- _Assignment 1_: Return the stretch of the Iswarchandrapur village article from "- • Total: 2,471" through "the river Jalangi.", copied without change.
- _Assignment 2_: Resume the article on the village of Iswarchandrapur from the point where it stops.

BEGIN Exercise passage

- Iswarchandrapur Location in West Bengal, India Iswarchandrapur Iswarchandrapur (India)
- Coordinates: 23°42′N 88°33′E﻿ / ﻿23.7°N 88.55°E
- Country: India
- State: West Bengal
- District: Nadia

Government
- • Body: Hanspukuria GP

Population (2011)
- • Total: 2,471

Languages
- • Official: Bengali, English
- Time zone: UTC+5:30 (IST)
- PIN: 741160
- Telephone code: 91 3471
- Sex ratio: 921 females/1000 males
- Lok Sabha constituency: Krishnanagar
- Vidhan Sabha constituency: Palshipara

= Iswarchandrapur =

Iswarchandrapur is a village in Hanspukuria Gram Panchayat in Tehatta II CD Block in Tehatta subdivision of Nadia district. It is situated beside the river Jalangi.

==Demographics==
As per the 2011 Census of India, Iswarchandrapur had a total population of 2,471, of which 1,286 (52%) were males and 1,185 (48%) were females. Population below 6 years was 207. The total number of literates in Iswarchandrapur was 1,742 (76.94% of the population over 6 years).

==Administration==
Iswarchandrapur is administrated by Hanspukuria Gram Panchayet under Tehatta sub division.

==Education==
The village has two primary schools:
1. Iswarchandrapur Paschimpara Primary School
2. Iswarchandrapur Purbapara Primary School

Nearby High Schools:
1. Nimtala Vidhya Niketan (H.S)

END Exercise passage
BEGIN Material provided

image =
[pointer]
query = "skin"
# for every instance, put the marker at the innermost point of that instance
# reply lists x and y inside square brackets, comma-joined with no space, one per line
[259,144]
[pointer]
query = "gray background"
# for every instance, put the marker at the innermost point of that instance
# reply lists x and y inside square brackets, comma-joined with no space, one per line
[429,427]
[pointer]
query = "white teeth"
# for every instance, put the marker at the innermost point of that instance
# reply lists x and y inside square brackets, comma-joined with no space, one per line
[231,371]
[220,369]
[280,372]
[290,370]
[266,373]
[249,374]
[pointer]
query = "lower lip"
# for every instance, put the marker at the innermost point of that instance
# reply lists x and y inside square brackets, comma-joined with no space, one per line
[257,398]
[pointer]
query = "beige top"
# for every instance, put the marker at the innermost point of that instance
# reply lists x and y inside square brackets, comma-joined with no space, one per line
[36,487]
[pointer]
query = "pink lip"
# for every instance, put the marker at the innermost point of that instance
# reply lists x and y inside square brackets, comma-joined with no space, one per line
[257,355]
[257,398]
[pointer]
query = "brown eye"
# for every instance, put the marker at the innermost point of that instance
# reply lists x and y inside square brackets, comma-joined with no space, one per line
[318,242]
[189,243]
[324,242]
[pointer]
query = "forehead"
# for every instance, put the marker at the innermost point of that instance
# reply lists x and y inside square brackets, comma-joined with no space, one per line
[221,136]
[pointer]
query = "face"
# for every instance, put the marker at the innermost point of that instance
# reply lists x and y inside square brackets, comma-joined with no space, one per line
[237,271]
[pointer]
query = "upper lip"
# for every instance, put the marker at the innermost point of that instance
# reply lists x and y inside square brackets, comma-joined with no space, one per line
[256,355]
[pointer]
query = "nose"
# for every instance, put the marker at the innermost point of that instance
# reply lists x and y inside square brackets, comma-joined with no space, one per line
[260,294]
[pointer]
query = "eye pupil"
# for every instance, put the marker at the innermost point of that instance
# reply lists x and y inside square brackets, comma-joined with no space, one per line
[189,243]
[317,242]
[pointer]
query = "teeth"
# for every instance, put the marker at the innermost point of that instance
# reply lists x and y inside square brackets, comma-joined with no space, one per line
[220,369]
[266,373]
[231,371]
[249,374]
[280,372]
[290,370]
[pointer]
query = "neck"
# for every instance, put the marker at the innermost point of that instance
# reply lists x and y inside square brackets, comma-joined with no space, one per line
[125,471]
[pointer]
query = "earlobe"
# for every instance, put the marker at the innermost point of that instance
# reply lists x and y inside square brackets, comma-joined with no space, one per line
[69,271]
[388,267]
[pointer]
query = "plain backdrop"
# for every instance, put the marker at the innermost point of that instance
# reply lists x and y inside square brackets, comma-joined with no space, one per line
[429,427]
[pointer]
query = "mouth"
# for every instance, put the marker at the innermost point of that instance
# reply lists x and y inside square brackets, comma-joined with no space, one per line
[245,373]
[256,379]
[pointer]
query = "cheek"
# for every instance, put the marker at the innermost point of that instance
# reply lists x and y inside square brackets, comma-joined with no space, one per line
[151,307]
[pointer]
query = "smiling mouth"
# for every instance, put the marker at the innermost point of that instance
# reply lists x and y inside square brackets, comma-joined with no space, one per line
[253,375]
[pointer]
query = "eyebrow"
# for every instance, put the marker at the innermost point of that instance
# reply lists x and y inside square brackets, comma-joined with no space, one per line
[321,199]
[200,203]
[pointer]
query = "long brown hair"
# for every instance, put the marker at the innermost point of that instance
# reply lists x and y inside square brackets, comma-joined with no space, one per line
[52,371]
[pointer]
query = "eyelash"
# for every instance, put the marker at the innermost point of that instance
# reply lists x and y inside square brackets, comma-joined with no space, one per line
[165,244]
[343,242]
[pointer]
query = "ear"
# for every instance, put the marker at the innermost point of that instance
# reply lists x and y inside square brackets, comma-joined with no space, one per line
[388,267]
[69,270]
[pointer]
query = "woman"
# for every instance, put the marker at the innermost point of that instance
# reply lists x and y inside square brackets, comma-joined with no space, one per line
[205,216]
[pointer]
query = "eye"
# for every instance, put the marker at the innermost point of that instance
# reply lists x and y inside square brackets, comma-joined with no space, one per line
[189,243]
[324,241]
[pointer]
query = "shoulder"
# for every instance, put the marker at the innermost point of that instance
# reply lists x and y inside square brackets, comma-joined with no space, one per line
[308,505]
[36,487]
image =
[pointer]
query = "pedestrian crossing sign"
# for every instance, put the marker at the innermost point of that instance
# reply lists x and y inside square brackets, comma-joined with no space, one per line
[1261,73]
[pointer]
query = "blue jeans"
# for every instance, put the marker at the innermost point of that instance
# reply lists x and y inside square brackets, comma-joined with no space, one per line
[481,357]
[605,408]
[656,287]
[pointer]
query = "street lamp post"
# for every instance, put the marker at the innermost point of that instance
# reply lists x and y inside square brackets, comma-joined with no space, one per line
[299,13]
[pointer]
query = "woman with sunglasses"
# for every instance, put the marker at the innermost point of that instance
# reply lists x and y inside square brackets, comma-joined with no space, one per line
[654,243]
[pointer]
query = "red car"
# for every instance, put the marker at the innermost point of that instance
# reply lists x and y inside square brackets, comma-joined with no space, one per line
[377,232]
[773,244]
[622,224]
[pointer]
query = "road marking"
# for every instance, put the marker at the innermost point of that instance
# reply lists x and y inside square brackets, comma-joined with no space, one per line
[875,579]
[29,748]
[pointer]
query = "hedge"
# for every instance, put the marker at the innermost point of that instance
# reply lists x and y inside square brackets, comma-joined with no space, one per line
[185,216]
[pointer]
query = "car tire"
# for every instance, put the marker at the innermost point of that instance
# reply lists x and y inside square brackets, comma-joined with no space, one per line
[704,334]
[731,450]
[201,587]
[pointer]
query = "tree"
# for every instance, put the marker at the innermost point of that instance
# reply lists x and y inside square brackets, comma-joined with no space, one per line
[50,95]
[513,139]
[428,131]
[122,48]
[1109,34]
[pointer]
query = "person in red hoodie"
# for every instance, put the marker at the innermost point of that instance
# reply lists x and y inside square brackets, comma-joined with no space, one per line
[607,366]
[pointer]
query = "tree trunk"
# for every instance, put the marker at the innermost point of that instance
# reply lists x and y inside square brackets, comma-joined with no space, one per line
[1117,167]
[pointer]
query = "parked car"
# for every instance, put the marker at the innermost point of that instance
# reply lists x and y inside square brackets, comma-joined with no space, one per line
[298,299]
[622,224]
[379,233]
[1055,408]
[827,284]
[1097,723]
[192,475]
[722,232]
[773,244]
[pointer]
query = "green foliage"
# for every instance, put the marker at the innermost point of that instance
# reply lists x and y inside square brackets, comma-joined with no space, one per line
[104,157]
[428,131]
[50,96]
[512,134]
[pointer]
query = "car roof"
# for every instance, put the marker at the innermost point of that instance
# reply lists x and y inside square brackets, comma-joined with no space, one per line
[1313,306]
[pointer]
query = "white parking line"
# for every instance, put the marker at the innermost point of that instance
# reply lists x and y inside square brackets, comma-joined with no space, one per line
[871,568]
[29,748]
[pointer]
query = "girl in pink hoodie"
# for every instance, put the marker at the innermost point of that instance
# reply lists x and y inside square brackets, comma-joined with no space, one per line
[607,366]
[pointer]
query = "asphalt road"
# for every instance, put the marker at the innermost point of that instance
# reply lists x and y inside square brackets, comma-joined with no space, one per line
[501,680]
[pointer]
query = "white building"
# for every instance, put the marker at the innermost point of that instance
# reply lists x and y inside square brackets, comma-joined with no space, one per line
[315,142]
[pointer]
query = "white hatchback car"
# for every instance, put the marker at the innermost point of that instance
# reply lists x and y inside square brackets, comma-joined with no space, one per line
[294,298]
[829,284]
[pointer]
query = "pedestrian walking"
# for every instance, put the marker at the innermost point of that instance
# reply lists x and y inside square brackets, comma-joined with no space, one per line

END Material provided

- _Exercise response 1_:
- • Total: 2,471

Languages
- • Official: Bengali, English
- Time zone: UTC+5:30 (IST)
- PIN: 741160
- Telephone code: 91 3471
- Sex ratio: 921 females/1000 males
- Lok Sabha constituency: Krishnanagar
- Vidhan Sabha constituency: Palshipara

= Iswarchandrapur =

Iswarchandrapur is a village in Hanspukuria Gram Panchayat in Tehatta II CD Block in Tehatta subdivision of Nadia district. It is situated beside the river Jalangi.

- _Exercise response 2_:
2. Hanspukuria Vidyapith (H.S)

Nearby college Tehatta Government College is established in 2015 under the University of Kalyani. The College began operations from the 2015-16 session with the faculty strength growing to 12 by the end of the session. Currently 5 arts subjects are taught and 3 science subjects shall be added soon.
Nearby another college is Dr. B.R. Ambedkar College located in Betai, about 20 km from central of Tehatta.

Another D.L.Ed college named Tehatta Institute of Education is located in Arshiganj, about 5 km from Iswarchandrapur village beside Tehatta - Shyamnagar road.

==Literacy==
Iswarchandrapur village has higher literacy rate compared to West Bengal. In 2011, literacy rate of Iswarchandrapur village was 76.94% compared to 76.26% of West Bengal. In Iswarchandrapur Male literacy stands at 77.77% while female literacy rate was 76.07%.

==Healthcare==
A health sub-center is located at the centre of the village. Tehatta sub-divisional hospital is about 10 km away. Krishnanagar Sadar Hospital is about 50 km away.

==Festivals==
Although almost all Hindu festivals are observed here, notable in recent decades has been the Durga Puja. The puja is celebrated with much pomp and grandeur during the waxing phase of the moon in the Bengali month of Kartik. There are about 4 puja committees.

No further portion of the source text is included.